In the records below, find the line containing "Would you mind marking the wall-mounted" and restate it and all lines after it exactly, through the last line.

START Data for this task

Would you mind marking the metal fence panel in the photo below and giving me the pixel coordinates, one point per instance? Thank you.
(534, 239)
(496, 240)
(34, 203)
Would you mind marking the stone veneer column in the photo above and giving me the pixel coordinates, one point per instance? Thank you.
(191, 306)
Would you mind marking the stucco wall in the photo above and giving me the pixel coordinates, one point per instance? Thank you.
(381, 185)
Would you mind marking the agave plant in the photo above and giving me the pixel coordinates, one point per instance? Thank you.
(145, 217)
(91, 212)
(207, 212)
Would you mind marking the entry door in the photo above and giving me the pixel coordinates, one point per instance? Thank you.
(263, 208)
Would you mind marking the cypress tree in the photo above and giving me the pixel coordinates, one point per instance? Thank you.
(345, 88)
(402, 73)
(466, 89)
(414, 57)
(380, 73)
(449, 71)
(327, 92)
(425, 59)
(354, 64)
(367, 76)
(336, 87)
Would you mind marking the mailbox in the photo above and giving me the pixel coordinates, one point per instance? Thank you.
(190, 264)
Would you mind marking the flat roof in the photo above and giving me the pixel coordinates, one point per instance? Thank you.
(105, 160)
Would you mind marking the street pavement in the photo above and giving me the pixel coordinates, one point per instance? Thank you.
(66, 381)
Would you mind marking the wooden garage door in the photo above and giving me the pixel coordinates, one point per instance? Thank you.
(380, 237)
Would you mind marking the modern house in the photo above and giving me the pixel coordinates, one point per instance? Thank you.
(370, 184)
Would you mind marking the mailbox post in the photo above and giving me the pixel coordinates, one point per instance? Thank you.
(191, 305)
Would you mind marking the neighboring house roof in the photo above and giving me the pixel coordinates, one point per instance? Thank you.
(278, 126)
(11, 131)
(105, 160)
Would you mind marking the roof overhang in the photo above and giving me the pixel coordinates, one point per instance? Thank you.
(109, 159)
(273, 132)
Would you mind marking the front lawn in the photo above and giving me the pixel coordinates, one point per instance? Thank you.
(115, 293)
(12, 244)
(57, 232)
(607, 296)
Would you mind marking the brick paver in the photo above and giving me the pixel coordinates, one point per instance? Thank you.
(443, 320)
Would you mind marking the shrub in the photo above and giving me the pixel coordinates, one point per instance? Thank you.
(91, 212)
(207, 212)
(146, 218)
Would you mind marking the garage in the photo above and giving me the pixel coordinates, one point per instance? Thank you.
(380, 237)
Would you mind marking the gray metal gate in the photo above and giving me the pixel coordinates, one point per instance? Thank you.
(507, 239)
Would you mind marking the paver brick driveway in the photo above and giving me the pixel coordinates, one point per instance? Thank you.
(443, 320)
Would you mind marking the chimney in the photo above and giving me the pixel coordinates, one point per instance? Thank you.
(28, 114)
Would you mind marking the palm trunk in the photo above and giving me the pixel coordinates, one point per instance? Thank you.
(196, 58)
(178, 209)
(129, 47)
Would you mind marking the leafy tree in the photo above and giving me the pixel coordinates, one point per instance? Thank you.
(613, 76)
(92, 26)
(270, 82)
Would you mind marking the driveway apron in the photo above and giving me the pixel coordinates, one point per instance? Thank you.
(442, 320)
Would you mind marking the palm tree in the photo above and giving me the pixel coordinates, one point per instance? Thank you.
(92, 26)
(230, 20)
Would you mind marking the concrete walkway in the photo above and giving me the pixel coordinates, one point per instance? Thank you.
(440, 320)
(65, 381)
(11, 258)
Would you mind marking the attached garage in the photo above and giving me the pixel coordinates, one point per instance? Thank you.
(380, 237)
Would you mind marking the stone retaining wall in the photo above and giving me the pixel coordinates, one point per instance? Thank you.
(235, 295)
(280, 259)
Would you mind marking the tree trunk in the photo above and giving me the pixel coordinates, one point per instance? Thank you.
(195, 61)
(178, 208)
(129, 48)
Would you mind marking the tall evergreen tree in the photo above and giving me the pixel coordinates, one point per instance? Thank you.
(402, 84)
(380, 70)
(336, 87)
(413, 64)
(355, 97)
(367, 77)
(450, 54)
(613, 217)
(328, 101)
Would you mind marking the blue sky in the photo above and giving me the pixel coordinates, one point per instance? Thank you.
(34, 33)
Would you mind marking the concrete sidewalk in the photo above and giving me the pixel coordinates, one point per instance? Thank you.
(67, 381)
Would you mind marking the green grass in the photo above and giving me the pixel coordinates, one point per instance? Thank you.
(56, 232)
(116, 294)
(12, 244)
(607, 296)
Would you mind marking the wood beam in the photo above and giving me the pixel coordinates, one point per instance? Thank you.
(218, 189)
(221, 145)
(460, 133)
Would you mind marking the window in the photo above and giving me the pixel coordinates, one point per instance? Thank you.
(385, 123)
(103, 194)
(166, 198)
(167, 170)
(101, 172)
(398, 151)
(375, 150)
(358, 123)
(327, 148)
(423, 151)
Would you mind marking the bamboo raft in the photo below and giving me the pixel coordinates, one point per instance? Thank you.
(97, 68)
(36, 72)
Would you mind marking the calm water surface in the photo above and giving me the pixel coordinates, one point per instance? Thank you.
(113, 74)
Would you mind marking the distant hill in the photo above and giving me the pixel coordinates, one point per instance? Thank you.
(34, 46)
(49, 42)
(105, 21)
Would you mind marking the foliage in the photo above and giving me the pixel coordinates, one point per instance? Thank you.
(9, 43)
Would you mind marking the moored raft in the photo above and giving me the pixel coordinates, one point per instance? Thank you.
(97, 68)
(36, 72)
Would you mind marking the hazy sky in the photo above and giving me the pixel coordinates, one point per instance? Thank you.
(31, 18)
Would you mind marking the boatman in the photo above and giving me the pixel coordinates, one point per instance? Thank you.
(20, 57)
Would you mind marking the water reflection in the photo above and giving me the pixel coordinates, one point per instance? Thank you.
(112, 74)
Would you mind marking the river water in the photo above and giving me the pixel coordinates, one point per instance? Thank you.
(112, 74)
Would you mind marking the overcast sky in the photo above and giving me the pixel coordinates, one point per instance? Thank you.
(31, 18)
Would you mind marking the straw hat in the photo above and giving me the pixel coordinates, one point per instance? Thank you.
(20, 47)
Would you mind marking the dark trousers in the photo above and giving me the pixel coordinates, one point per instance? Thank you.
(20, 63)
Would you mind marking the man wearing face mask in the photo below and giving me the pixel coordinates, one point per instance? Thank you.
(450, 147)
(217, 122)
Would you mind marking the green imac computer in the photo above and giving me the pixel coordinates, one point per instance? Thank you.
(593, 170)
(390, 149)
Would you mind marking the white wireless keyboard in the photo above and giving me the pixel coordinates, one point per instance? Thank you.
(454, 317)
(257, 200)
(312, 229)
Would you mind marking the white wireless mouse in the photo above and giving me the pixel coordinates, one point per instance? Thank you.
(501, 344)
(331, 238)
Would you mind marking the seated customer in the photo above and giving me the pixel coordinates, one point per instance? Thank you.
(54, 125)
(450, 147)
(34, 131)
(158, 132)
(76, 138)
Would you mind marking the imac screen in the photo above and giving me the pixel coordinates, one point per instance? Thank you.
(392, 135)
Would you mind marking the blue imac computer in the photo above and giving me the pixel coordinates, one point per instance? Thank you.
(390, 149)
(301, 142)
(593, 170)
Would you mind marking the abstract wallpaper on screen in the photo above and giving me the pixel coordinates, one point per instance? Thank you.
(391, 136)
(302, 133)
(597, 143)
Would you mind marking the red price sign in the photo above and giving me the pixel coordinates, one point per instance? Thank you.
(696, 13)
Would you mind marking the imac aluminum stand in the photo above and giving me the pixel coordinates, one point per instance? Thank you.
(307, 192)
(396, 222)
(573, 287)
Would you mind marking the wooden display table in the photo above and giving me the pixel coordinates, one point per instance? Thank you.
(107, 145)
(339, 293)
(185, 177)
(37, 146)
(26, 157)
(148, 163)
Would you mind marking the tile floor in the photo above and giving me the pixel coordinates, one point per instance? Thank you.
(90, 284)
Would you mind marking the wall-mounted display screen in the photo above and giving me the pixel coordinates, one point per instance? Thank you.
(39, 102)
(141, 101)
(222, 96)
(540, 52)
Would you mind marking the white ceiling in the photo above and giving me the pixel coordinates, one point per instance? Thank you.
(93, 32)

END Data for this task

(Exercise output):
Would you mind marking the wall-mounted display screen in the photo above and giving me the pixel coordinates, one point per instance? Thank you.
(39, 102)
(141, 101)
(222, 96)
(540, 52)
Would you mind marking the white ceiling in the photo above and giving me the pixel coordinates, one point per instance? Thank you.
(93, 32)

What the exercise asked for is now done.